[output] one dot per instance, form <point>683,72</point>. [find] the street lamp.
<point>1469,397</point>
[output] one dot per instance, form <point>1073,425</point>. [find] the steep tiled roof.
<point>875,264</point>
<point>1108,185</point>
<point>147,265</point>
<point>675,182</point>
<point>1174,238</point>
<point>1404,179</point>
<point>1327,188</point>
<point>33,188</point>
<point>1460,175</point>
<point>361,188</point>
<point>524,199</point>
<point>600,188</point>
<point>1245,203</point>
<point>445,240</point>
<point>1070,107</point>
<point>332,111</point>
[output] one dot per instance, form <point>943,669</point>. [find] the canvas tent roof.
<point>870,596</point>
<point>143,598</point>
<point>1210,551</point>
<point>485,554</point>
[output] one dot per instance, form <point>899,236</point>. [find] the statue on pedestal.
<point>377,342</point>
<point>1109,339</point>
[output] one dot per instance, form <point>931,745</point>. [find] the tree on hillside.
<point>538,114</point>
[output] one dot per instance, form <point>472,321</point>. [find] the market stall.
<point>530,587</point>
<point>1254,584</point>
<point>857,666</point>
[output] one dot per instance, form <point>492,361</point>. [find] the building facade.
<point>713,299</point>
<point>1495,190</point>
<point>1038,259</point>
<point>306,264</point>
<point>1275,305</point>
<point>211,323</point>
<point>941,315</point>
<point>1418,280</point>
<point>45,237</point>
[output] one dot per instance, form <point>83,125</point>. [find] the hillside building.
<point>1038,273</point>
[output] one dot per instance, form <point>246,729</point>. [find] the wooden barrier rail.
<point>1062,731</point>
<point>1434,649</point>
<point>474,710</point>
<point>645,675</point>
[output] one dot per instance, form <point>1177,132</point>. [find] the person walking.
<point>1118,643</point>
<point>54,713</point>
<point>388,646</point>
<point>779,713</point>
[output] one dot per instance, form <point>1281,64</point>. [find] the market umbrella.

****************************************

__To do__. Write out every line of the data again, exactly as it reads.

__Task answer__.
[output] one dot per instance, form <point>683,72</point>. [find] the street lamp.
<point>1469,397</point>
[output] one dot per instance, form <point>1073,425</point>. [find] the steep tiled roof.
<point>875,264</point>
<point>1108,185</point>
<point>147,265</point>
<point>675,182</point>
<point>1174,238</point>
<point>1404,179</point>
<point>1327,188</point>
<point>33,188</point>
<point>1460,175</point>
<point>361,188</point>
<point>524,199</point>
<point>600,188</point>
<point>1245,203</point>
<point>445,240</point>
<point>1070,107</point>
<point>332,111</point>
[output] one dot per instance, form <point>943,669</point>. [find] the canvas tent roof.
<point>870,596</point>
<point>143,598</point>
<point>1210,551</point>
<point>485,554</point>
[output] one dot per instance, form <point>899,236</point>. [find] the statue on pedestal.
<point>377,342</point>
<point>1109,339</point>
[output] one dot per instance, form <point>931,745</point>. [find] the tree on hillside.
<point>538,114</point>
[output] one dot per instance, form <point>472,321</point>. [find] the market stall.
<point>530,587</point>
<point>1254,584</point>
<point>857,666</point>
[output] one dot per instance, form <point>492,361</point>. [find] the building facade.
<point>713,299</point>
<point>1495,190</point>
<point>1038,259</point>
<point>306,264</point>
<point>1275,305</point>
<point>211,323</point>
<point>941,315</point>
<point>1418,280</point>
<point>45,237</point>
[output] one dot per instance, form <point>83,125</point>. [find] the hillside building.
<point>1038,273</point>
[output] one dot per instance, form <point>246,729</point>. [find] the wooden barrier rail.
<point>1062,731</point>
<point>1434,649</point>
<point>474,710</point>
<point>645,675</point>
[output] one dot per instance, form <point>1177,132</point>. [find] the person walking.
<point>1118,643</point>
<point>54,713</point>
<point>388,646</point>
<point>779,713</point>
[output] one dot per instance, form <point>1281,64</point>. [find] the market umbrella.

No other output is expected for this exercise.